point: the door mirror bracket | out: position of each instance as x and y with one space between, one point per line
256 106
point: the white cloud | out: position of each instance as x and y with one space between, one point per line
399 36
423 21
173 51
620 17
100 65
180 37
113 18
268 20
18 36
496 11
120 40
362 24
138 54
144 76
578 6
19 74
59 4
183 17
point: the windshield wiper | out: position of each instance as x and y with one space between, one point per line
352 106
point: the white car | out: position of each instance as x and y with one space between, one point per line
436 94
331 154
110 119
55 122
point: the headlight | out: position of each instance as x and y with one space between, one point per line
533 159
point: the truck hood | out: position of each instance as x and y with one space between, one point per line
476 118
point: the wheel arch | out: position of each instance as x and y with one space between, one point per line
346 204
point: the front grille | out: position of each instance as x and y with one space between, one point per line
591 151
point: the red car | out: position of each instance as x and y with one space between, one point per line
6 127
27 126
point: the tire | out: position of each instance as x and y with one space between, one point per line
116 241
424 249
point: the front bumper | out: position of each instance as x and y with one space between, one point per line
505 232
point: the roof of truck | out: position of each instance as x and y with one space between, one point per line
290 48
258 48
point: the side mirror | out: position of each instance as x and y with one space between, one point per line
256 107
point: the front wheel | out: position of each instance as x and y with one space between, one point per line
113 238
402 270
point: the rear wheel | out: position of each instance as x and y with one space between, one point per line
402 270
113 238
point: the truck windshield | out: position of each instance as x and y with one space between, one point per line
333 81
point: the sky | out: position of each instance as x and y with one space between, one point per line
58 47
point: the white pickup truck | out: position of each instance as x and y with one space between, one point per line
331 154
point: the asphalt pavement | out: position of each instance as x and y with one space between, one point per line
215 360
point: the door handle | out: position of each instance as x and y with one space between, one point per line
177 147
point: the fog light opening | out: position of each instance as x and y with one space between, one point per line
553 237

——————————

Could you return every line of the material above word for word, with nothing changed or left out?

point: the door mirror bracket | out: position of each instance as x and y with one space between, one point per line
256 106
point: the white cloud | out: position of each instance as x and y with one space between, one point per line
399 36
423 21
173 51
620 17
100 65
180 37
113 18
268 20
18 36
496 11
120 40
362 24
138 54
144 76
578 6
19 74
59 4
183 17
point: the windshield wiper | out: position of each instance as x and y with one space between, one point per line
352 106
point: the white car | out: position of each instance as x and y with one space between, one point per line
436 94
331 154
110 119
55 122
point: the headlight | out: position of each instance as x and y with one space between, one point per line
533 159
point: the truck hood | out: position of each instance as x and y with one space between, one point per line
476 118
point: the wheel arch | out: position of each instance as x and y with one space between, one point per line
346 204
point: the front grille | out: position of each instance as x and y with one space between, one point per line
591 151
point: the red car | out: position of each instance as x and y with one space between, one point per line
6 127
27 126
point: the tire | out: position of each instance as x and y with one space between, one point per line
116 241
424 249
point: the front bumper | out: position of each instance as x and y with one space between, one point per line
505 232
point: the roof of truck | out: position of each instance as x and y with one space between, one point per line
290 48
258 48
point: the side mirror | out: position of each instance as x and y with one space between, one point per line
256 107
point: the front wheel | out: position of each instance as x and y with one space between, one point per line
113 238
402 270
point: the rear wheel | out: position of each instance as x and y with one space between, one point per line
402 270
113 238
point: the truck windshield | out: position of each instance as x and y with one space between, one point per line
333 81
point: the sky | out: position of each instance as x and y with one space between, one point per line
58 47
point: the white pickup truck | out: position of each instance as x and y with one space between, one point per line
331 154
point: the asphalt pavement | out: position of each instance as x and y with one space between, one point per line
215 360
point: the door handle | out: position of each instance as x and y with one space between, one point per line
177 147
point: the fog light opening | out: position of each instance as x and y with one space between, one point per line
553 237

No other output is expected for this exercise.